### Page text:
Feedlogic™ of Willmar, Minnesota, is transforming the agriculture industry with their smart farming solutions. Paired with Rice Lake’s 920i® digital weight indicator, feed mills to farms are able to have one connected solution for more efficient operations.
The Internet of Things and Agriculture
Big data is the next big thing. Global markets such as healthcare, technology and finance have already transitioned into using big data to analyze and predict industry trends and market fluctuations. With this information, healthcare can be more personalized, technology more consumer-driven and finance more profitable. Other industries, like agriculture, have been slower to adapt big data due to an aging population and the cost of smart farming. Feedlogic of Willmar, Minn. aims to address this issue by making technology more accessible and data more relevant to farmers.

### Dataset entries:

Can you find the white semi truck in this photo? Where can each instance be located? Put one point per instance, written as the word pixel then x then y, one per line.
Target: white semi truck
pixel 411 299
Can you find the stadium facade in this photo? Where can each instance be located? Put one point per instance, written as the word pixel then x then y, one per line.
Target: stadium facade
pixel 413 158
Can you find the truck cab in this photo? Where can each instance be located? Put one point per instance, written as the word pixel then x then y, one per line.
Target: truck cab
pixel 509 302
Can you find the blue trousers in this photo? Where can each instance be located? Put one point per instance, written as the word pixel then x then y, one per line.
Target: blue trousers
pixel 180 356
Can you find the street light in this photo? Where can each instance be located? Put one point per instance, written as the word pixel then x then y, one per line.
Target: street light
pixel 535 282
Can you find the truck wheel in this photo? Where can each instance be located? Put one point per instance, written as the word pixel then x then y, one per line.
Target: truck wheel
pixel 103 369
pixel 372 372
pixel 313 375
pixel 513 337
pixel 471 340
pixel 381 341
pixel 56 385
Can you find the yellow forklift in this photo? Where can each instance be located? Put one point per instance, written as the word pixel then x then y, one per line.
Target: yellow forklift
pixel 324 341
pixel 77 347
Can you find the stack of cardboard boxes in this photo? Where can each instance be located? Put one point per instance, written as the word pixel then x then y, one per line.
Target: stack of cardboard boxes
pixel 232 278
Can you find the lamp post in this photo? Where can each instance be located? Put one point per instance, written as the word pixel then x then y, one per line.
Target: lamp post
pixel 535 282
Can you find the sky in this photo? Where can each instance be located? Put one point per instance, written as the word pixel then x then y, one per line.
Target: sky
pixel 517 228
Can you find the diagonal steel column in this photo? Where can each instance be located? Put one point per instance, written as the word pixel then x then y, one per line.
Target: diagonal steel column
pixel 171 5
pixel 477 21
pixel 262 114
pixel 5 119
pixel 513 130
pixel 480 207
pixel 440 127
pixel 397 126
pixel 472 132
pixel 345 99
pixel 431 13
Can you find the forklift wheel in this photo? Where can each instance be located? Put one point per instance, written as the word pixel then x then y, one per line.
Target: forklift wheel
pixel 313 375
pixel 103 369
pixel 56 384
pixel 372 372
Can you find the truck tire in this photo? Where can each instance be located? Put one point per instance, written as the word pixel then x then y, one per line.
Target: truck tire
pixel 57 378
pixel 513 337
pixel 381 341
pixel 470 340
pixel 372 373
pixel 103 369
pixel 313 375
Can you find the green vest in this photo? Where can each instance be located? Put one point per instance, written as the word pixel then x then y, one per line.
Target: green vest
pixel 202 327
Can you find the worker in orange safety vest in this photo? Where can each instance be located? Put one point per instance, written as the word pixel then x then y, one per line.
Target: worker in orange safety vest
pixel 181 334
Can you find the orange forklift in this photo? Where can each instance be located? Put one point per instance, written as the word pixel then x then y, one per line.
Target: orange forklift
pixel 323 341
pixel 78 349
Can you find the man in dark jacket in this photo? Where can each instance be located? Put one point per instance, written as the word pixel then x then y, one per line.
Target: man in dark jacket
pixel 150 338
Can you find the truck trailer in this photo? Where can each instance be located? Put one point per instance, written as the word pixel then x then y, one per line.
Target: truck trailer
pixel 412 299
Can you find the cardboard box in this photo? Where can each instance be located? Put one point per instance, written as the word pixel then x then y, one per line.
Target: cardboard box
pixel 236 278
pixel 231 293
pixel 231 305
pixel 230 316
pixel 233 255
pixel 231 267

### Exercises:
1. Copy the passage about Feedlogic's smart farming word for word, beginning at the words "Feedlogic™ of Willmar, Minnesota, is" and stopping after "relevant to farmers.".
2. Write what follows the last sentence of the passage about Feedlogic's smart farming.

### Task responses:
1.
Feedlogic™ of Willmar, Minnesota, is transforming the agriculture industry with their smart farming solutions. Paired with Rice Lake’s 920i® digital weight indicator, feed mills to farms are able to have one connected solution for more efficient operations.
The Internet of Things and Agriculture
Big data is the next big thing. Global markets such as healthcare, technology and finance have already transitioned into using big data to analyze and predict industry trends and market fluctuations. With this information, healthcare can be more personalized, technology more consumer-driven and finance more profitable. Other industries, like agriculture, have been slower to adapt big data due to an aging population and the cost of smart farming. Feedlogic of Willmar, Minn. aims to address this issue by making technology more accessible and data more relevant to farmers.

2.
By 2050, the Food and Agriculture Organization of the United Nations (FAO) predicts that the world’s population will grow to 9.6 billion. In spite of declining resources and limited land availability, food production must increase by 70 percent in order to adequately feed the growing population. The agriculture industry is challenged with this problem of feeding more people with diminishing land and declining resources.
Using the Resources You Have
How to do this is the question many in the agriculture industry find difficult to face. The answer, according to Drew Ryder, president of Feedlogic, is already available—use what resources you already have, but integrate them with sensing technology, data analytics, wireless communication and telematics to increase production and reduce waste.
Founded in 2001, Feedlogic is a pioneer in the development of intelligent feeding and farm monitoring solutions that can provide producers real-time monitoring and management of their farming operations. The company offers a series of products that combine patented hardware and software to measure production processes and execute more precisely. By connecting agriculture to the Internet of Things, Feedlogic is able to develop new solutions to the challenges of farming where none previously existed.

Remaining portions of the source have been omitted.